■ EXERCISE BRIEF
Select each line in the records that contains the word "facade" and copy those lines.

▶

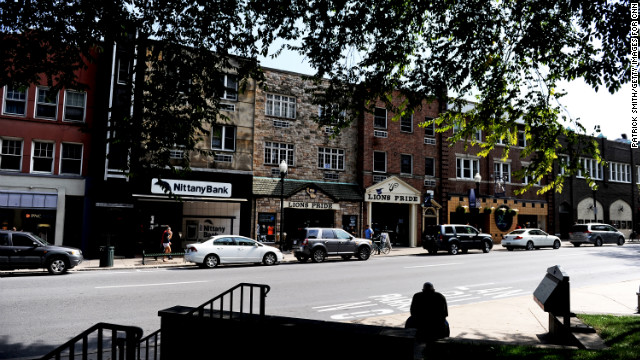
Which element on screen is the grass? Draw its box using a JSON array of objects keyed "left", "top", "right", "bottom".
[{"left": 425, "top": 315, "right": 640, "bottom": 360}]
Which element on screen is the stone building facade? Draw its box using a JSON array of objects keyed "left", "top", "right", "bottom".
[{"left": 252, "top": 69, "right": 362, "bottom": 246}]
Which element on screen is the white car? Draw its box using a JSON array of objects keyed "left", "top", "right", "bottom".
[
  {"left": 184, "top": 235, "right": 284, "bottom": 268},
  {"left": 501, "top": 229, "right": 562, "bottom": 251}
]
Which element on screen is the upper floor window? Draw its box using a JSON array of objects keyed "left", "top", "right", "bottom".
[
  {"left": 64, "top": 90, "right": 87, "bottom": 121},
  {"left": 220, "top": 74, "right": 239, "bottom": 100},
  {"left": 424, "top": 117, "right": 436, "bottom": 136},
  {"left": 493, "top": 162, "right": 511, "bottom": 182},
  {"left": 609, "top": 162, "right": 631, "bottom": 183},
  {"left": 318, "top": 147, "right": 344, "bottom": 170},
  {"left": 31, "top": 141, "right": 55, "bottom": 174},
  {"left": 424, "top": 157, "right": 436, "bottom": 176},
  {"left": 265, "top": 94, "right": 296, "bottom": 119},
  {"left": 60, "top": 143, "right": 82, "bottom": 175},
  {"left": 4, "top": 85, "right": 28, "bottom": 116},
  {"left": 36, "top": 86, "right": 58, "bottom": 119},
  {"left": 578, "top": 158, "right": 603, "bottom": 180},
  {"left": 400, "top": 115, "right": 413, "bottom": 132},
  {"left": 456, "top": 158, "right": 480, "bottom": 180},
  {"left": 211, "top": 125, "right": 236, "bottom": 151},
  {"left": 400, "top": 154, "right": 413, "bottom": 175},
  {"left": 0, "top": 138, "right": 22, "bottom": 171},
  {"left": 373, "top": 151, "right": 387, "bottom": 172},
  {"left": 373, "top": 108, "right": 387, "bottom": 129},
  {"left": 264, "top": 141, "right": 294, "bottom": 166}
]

◀

■ RESPONSE TO THIS EXERCISE
Which element on screen is the stone building facade? Draw its box using a JSON array of objects keyed "left", "top", "right", "bottom".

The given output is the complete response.